[Given request]: Please lay out the stretch of the data below from the line containing "point_to reports the position of each instance of the grassy" through the line containing "column 356, row 269" as a Markdown table with the columns Number and Content, one row per line and blank lines omitted.

[Dataset content]:
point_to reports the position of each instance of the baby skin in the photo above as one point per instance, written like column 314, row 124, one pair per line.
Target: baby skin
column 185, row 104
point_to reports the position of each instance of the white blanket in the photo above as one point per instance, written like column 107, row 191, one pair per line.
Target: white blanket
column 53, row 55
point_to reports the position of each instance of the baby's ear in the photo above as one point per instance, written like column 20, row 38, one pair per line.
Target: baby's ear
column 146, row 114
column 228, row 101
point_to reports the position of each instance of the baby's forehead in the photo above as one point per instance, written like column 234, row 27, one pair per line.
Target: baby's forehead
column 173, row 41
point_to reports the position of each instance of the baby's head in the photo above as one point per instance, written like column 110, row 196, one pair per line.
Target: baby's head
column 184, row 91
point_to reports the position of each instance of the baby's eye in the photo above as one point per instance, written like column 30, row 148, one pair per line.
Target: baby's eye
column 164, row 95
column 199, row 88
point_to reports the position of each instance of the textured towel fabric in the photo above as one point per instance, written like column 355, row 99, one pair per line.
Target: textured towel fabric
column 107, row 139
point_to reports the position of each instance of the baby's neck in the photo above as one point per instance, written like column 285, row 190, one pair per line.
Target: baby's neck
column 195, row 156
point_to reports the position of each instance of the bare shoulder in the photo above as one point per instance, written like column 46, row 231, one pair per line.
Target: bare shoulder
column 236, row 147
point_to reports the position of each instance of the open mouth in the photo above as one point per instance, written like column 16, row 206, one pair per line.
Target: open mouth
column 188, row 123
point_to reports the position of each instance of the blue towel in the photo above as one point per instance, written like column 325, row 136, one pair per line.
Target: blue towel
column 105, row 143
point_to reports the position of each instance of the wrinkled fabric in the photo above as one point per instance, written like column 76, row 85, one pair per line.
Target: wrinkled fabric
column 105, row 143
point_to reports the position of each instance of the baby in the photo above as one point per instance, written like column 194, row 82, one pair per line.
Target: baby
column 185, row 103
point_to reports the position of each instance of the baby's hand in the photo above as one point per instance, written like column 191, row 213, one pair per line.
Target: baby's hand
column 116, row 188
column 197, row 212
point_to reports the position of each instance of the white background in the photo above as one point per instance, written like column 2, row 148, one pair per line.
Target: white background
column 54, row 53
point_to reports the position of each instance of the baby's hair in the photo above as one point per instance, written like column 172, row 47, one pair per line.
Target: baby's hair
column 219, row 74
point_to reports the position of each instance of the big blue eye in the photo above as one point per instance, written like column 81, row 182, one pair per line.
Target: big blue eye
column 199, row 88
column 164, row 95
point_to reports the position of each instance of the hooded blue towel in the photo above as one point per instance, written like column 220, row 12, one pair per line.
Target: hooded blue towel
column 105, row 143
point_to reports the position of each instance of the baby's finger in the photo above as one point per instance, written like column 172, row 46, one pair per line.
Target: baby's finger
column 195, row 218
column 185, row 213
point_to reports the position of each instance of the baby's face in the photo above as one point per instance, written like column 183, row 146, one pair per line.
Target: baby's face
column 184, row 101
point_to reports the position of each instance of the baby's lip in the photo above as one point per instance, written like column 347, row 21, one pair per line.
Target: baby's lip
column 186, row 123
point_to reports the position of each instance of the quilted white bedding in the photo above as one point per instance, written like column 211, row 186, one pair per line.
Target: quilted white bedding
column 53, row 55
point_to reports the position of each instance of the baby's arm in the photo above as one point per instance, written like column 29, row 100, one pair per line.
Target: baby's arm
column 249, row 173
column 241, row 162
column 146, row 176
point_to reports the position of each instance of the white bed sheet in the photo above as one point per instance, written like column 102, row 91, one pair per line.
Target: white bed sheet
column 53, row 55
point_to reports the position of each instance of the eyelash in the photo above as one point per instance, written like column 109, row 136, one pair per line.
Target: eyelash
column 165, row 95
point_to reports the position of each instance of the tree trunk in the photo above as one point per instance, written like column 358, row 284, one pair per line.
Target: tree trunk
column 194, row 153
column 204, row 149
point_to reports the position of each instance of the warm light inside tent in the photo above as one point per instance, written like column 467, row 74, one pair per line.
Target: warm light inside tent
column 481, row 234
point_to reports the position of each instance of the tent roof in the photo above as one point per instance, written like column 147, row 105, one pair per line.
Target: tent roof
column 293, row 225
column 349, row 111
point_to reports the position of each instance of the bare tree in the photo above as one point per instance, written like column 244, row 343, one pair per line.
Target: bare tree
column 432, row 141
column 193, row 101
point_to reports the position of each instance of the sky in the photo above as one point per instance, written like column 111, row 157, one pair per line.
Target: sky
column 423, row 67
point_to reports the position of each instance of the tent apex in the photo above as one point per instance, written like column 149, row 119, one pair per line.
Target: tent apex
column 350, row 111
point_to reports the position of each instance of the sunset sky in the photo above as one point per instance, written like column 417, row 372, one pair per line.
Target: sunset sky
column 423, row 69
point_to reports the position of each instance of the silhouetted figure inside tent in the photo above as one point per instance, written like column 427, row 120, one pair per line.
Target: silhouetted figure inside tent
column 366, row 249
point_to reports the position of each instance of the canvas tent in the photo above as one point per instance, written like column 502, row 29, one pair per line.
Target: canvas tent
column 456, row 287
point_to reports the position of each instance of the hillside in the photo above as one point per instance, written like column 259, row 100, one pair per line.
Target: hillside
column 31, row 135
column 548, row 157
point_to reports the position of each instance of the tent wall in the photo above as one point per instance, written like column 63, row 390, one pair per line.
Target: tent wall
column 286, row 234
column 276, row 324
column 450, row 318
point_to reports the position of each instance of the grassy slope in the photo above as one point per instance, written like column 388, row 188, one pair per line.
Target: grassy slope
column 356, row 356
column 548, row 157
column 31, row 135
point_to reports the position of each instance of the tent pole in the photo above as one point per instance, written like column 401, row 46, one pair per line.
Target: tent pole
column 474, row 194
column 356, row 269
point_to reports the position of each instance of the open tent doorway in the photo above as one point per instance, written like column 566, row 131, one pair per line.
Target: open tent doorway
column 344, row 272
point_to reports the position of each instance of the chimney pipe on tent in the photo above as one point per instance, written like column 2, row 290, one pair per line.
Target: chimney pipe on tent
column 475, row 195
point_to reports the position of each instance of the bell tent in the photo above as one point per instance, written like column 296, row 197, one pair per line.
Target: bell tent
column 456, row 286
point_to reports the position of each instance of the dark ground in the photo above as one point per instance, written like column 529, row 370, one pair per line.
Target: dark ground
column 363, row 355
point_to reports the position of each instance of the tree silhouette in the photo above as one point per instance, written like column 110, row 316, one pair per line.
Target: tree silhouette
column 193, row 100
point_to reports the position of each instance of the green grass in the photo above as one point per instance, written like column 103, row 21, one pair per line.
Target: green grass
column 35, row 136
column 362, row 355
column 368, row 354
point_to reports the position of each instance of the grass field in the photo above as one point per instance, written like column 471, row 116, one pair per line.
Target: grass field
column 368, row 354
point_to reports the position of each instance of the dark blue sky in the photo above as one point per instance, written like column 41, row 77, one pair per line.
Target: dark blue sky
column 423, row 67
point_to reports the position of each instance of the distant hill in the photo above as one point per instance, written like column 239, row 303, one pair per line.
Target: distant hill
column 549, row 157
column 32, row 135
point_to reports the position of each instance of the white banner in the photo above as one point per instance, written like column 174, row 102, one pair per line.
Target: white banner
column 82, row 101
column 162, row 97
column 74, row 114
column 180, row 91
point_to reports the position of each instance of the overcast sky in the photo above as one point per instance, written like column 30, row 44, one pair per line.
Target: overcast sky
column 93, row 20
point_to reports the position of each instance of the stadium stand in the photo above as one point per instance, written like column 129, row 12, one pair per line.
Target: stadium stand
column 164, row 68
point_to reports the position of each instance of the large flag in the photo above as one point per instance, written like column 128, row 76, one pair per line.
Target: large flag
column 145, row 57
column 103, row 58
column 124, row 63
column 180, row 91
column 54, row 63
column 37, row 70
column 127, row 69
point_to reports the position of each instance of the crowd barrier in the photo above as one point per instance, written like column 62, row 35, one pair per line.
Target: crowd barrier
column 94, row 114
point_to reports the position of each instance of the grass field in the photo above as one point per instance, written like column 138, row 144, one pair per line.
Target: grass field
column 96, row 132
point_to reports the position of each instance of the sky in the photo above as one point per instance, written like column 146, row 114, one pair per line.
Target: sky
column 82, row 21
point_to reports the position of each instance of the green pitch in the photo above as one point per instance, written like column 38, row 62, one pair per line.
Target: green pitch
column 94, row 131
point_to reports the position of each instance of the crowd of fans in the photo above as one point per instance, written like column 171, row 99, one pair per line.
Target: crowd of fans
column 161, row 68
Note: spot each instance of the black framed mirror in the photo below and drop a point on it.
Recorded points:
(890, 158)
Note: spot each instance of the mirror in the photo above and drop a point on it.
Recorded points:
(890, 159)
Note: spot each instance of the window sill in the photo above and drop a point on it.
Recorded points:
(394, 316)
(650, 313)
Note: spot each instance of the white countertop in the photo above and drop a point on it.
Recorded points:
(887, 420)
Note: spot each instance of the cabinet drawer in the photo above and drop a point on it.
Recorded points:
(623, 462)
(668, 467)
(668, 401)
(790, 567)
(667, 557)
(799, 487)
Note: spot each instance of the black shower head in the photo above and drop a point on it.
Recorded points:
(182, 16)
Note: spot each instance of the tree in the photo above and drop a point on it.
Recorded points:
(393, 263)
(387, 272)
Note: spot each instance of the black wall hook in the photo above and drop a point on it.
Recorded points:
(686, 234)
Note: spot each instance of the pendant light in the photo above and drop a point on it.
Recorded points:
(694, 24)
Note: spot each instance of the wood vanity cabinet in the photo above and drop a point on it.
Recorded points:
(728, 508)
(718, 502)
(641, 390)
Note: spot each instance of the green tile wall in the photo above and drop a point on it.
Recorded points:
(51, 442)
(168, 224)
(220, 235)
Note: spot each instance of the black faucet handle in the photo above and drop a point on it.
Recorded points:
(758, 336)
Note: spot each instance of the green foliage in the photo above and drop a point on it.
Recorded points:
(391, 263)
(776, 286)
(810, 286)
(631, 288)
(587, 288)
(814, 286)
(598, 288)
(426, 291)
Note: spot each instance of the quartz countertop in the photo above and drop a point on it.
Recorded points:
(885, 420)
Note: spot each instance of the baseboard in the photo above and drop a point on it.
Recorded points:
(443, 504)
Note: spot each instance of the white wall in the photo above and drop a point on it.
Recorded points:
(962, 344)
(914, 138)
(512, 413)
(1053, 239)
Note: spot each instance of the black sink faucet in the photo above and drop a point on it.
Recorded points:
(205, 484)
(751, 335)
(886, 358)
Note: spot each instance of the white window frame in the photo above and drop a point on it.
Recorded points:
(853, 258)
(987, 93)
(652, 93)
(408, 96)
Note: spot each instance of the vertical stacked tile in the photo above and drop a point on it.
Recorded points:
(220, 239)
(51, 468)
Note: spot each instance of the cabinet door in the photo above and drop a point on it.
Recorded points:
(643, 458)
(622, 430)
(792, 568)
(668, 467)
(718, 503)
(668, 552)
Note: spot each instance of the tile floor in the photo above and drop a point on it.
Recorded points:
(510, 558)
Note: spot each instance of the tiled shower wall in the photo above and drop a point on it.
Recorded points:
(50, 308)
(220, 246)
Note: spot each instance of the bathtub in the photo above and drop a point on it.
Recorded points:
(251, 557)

[Result of the task]:
| Number | Content |
|---|---|
| 1 | point_to reports the position of each instance of the grassy slope in the photo above as one point per instance, written like column 388, row 188, one pair per line. |
| 2 | Target: grassy slope |
| 3 | column 356, row 356 |
| 4 | column 548, row 157 |
| 5 | column 31, row 135 |
| 6 | point_to reports the position of each instance of the tent pole in the photo above as one point per instance, written like column 401, row 46, one pair per line. |
| 7 | Target: tent pole |
| 8 | column 474, row 194 |
| 9 | column 356, row 269 |